- **Text**
Massive manhunt for killer
2003-09-11 16:23
Stockholm - Swedish police were frantically searching for the killer of Foreign Minister Anna Lindh on Thursday, a day after an unidentified man fatally stabbed her in a Stockholm department store and got away on foot.
Hundreds of police officers across the country have been called in to work on the case.
"We are using all of our resources to resolve this," a Swedish police spokesperson said.
Stockholm had been teeming with police presence immediately after Wednesday's attack as helicopters roared overheard amid huge deployments on the streets.
But on Thursday only intermittent wails of police sirens suggested that police were feverishly hunting the assailant.
Police said they were following up a number of leads, and would rule out no possibilities for now.
Some unconfirmed reports indicated that the tragic attack may have been a purse-snatching gone horribly awry.
The assailant "appeared collected at the time of his actions," Stockholm police spokesperson Bjoern Pihlblad was quoted in the media as saying.
"We think this indicates that he knew what he was doing. He did not pull out a knife in a sudden act of madness," he said.
A nationwide alert has been issued for the suspect, a man described as being 1.80m tall and wearing a military camouflage jacket and a baseball cap.
The murder weapon and the baseball cap were found near the scene, and DNA testing was being conducted on those items.

(Extracted records)
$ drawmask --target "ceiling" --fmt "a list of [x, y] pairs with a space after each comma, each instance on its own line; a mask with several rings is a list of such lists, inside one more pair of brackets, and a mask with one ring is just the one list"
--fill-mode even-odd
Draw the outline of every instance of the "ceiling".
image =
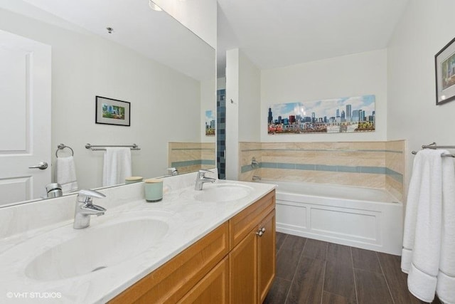
[[0, 0], [0, 8], [95, 33], [196, 80], [213, 79], [213, 48], [168, 14], [151, 9], [147, 0]]
[[408, 0], [218, 0], [218, 77], [239, 48], [259, 69], [386, 48]]

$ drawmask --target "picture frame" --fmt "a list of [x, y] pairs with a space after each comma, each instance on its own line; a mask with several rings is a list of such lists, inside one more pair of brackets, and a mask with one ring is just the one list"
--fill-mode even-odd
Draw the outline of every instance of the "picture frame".
[[95, 97], [95, 123], [130, 126], [131, 103], [107, 97]]
[[455, 38], [434, 56], [436, 105], [455, 100]]

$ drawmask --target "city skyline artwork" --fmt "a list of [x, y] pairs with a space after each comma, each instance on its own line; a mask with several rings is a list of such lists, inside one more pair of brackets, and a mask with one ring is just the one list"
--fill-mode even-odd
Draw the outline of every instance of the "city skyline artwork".
[[267, 132], [342, 133], [375, 131], [375, 96], [331, 98], [272, 105]]

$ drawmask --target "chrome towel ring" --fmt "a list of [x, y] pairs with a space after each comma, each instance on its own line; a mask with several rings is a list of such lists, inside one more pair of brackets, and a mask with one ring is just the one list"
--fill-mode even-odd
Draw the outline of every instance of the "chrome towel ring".
[[57, 146], [57, 151], [55, 151], [55, 157], [58, 157], [58, 151], [63, 150], [65, 148], [68, 148], [71, 150], [71, 156], [74, 156], [74, 150], [71, 148], [71, 147], [68, 147], [63, 144], [59, 144]]

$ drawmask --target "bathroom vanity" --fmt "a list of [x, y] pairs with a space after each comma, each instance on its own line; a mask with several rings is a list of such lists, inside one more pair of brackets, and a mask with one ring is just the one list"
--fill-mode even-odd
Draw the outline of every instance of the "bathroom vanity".
[[82, 229], [75, 195], [0, 209], [0, 302], [262, 303], [275, 273], [275, 186], [196, 191], [195, 177], [165, 179], [156, 203], [144, 183], [100, 190], [105, 214]]
[[109, 303], [262, 303], [275, 275], [274, 190]]

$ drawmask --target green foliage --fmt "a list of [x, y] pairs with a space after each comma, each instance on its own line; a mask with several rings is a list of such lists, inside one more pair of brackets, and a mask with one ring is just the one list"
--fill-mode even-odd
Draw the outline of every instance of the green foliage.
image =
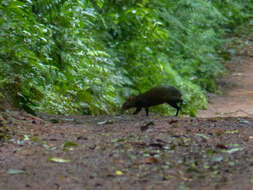
[[195, 115], [224, 72], [222, 36], [252, 9], [252, 0], [3, 0], [1, 93], [30, 113], [109, 114], [166, 84]]

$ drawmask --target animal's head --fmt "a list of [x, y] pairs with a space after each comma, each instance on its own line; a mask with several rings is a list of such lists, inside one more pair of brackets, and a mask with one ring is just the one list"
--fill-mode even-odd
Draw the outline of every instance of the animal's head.
[[127, 110], [129, 108], [132, 108], [135, 106], [135, 97], [134, 96], [130, 96], [127, 98], [127, 100], [125, 101], [125, 103], [122, 106], [123, 110]]

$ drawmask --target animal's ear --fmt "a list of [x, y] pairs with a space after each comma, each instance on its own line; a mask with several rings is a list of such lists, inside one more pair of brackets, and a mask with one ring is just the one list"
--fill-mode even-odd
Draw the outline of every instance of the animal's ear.
[[128, 100], [133, 100], [134, 99], [134, 96], [129, 96]]

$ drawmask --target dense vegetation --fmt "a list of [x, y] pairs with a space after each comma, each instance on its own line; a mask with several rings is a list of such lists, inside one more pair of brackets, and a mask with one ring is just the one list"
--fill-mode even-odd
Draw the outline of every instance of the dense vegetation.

- **What this exercise asks**
(1) According to the article on the manhunt for Anna Lindh's killer, what was found near the scene?
(2) Write what comes next in the article on the manhunt for Anna Lindh's killer, picking up after its last sentence.
The records have no part in any of this.

- **Responses by task**
(1) The murder weapon and the baseball cap.

(2)
Lindh, a 46-year-old mother of two, was running a mid-afternoon errand at NK, Stockholm's chic department store, when the man suddenly appeared in front of her and plunged a knife into her stomach.
She received injuries to the chest, abdomen and arm, and was rushed to the Karolinska Hospital on the outskirts of Stockholm where she was immediately operated on for massive internal bleeding, in particular of the liver.
Doctors fought throughout the night to save her life, but she died at 04:29.
The attack came just days ahead of Sweden's referendum on the euro on Sunday, in which Lindh was one of the frontfigures for the "yes" camp.
Investigators did not want to comment on whether the murder was linked to the referendum.
Persson said he hoped the investigation would be "resolved swiftly", adding that the "crime against her also hurts the society we have built and live in, it damages the trust in society."